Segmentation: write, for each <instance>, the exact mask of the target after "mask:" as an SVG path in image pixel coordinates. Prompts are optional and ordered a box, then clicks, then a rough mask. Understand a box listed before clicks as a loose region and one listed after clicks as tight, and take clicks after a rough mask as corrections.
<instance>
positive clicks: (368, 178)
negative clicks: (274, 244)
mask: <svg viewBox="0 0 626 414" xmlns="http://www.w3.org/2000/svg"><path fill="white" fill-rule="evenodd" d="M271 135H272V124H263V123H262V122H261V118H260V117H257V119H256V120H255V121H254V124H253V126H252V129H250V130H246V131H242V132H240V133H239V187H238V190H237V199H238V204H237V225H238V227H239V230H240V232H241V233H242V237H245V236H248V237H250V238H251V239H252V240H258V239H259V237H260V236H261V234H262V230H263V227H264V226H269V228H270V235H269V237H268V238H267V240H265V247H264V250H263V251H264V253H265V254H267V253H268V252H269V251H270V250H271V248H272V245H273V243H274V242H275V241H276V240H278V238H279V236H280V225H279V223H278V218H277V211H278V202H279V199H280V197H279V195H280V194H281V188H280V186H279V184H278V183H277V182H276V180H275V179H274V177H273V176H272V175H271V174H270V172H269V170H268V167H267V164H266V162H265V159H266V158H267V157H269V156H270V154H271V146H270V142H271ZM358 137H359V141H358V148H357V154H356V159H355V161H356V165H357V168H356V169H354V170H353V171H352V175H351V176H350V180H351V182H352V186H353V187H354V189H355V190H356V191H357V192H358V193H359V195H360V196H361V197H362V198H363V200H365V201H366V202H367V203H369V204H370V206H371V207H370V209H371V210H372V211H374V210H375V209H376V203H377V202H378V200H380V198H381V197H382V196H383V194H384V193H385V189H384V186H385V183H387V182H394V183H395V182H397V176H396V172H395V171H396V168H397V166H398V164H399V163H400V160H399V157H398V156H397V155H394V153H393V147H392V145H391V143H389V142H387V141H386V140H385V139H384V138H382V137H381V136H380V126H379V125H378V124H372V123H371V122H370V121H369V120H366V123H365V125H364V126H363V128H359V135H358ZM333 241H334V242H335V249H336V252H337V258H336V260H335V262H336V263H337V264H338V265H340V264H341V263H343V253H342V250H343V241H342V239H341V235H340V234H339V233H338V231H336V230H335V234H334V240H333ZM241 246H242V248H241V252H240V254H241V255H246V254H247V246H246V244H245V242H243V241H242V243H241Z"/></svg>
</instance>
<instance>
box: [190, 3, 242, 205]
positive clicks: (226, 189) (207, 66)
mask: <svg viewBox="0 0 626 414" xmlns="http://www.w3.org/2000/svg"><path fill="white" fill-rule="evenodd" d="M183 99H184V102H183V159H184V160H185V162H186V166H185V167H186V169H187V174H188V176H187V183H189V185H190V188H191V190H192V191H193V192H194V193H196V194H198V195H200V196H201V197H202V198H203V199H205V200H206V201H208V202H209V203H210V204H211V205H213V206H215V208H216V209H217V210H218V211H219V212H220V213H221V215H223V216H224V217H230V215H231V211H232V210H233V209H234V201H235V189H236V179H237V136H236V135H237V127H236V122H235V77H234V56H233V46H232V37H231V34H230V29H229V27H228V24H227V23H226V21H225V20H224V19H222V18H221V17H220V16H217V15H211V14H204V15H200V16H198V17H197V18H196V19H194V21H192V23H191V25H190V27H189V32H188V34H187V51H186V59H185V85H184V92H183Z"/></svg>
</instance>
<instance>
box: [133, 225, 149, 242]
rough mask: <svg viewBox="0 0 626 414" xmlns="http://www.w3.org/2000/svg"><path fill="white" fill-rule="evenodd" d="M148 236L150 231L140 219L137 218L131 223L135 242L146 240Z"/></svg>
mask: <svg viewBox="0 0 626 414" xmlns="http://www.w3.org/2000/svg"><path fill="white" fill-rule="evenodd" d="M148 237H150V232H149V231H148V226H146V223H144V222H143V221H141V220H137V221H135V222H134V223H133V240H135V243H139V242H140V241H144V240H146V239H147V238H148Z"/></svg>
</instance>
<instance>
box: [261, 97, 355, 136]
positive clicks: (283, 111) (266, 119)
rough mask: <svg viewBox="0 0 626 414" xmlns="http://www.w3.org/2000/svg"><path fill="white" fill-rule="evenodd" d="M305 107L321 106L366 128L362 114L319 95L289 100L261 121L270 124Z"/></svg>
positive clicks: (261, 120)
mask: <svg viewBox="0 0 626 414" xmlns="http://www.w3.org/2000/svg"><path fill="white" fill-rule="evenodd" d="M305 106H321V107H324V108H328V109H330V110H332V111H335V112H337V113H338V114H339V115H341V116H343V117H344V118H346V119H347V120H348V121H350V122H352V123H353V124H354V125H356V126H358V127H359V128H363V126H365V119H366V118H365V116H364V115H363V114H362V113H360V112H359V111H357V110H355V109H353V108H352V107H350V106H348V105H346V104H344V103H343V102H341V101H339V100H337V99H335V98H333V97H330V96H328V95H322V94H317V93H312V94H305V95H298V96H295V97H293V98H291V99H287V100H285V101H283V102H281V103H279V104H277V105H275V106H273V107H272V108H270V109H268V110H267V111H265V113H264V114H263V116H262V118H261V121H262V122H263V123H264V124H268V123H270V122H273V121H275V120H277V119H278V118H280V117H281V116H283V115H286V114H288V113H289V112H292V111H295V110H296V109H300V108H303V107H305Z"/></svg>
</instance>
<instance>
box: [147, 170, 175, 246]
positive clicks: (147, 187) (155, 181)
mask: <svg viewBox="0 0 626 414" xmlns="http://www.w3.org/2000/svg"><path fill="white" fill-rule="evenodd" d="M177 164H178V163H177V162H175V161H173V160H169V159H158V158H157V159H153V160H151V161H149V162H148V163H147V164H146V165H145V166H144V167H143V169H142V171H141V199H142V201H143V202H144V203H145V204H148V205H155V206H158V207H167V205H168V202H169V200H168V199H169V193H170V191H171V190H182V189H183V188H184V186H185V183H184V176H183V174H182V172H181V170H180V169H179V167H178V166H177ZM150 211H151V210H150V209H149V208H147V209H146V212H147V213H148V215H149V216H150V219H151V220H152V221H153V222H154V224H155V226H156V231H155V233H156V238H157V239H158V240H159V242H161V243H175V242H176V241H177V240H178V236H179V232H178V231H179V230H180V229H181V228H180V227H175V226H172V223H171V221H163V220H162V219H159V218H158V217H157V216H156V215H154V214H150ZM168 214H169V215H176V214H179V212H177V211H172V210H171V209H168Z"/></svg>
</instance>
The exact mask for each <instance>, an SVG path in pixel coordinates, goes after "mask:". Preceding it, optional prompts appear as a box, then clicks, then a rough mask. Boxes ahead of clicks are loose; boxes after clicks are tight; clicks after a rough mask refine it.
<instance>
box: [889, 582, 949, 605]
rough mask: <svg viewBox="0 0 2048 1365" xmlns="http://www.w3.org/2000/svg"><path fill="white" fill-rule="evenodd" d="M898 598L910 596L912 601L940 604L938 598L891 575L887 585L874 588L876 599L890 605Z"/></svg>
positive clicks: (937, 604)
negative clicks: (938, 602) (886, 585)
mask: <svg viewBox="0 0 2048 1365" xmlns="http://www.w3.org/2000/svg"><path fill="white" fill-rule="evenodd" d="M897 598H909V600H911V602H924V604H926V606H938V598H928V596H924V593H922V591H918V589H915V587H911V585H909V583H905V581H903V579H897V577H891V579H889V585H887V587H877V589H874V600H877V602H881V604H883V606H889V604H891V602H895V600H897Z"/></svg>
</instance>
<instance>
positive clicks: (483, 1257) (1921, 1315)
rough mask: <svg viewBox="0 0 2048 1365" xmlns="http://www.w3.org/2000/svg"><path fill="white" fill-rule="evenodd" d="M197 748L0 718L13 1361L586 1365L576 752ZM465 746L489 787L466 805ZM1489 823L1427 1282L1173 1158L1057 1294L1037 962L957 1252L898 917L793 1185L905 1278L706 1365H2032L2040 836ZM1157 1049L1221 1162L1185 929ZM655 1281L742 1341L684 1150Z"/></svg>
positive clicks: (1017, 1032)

=-=-=-=-=

Reproduce the lines from the first one through the line containing "negative clicks: (274, 244)", putting "foreground clicks" in place of "positive clicks" and leaving everything else unchanged.

Reply:
Segmentation: write, for each <instance>, the exact mask of the target after "mask:" as an SVG path in image pixel coordinates. Prompts are optional and ordered a box, then clicks, then a rough mask. Understand a box listed before clicks as a loose region and one listed after clicks as tight, and take clicks after a rough mask as corrections.
<instance>
foreground clicks: (368, 178)
negative clicks: (274, 244)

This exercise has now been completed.